## EXERCISE REQUIREMENTS
Please give a word-for-word repeat of the line containing "Target: mown grass" and all lines that come after it in the entries below, ending at the last line.

## RECORDS PROVIDED
'''

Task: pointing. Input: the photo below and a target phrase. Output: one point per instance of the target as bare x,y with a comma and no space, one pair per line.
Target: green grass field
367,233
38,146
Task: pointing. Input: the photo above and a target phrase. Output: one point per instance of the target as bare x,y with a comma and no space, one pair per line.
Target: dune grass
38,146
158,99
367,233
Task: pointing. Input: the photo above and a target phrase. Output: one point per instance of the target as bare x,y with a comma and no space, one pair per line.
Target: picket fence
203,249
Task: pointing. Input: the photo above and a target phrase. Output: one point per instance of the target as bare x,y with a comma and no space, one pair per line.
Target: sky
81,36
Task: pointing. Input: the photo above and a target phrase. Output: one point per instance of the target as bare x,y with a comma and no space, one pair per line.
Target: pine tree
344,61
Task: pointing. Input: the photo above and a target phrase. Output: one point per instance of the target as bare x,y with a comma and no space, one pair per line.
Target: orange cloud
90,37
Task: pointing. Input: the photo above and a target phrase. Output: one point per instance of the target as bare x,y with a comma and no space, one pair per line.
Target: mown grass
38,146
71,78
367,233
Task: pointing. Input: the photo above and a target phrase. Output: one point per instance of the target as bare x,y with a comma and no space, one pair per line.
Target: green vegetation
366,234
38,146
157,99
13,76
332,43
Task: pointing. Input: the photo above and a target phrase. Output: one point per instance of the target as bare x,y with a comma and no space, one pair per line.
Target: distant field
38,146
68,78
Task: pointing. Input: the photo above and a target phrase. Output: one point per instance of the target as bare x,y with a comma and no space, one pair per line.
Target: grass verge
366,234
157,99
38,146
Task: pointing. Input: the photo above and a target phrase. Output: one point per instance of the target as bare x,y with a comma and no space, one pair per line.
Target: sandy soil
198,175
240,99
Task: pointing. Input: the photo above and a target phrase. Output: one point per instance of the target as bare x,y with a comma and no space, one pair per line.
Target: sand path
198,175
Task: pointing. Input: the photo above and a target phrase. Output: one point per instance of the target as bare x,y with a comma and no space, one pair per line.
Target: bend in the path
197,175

'''

## RESULT
Target: mown grass
38,146
71,78
367,233
Task: pointing. Input: the photo above and a target phrase. Output: one point per instance of the target as bare x,y with a comma and no space, one pair per line.
Target: green vegetation
366,234
38,146
157,99
13,76
332,43
Task: pointing. Input: the photo above and a target phrase. Output: one point per instance of the target as bare x,y with a comma and no space, one pair per line.
Target: distant field
38,146
68,78
Task: pointing. Input: the photo above and a target phrase. Output: one point per instance of the target as bare x,y with a comma and no space, one pair per line.
Target: grass verge
366,234
157,99
38,146
Task: pointing. Input: the photo above and a target phrase. Output: one point per instance of the target as bare x,y with a comma and no space, one pair per line.
Target: sandy soil
198,175
240,99
Task: pointing. Input: the photo above and a target phrase. Output: one point per instance of the target as bare x,y with a comma and no space, one pair per line.
Target: sand path
198,175
Task: pointing. Input: the photo above and a target phrase. Output: one point per instance of the target as bare x,y with a comma and no space, one pair per line.
Target: bend in the path
197,175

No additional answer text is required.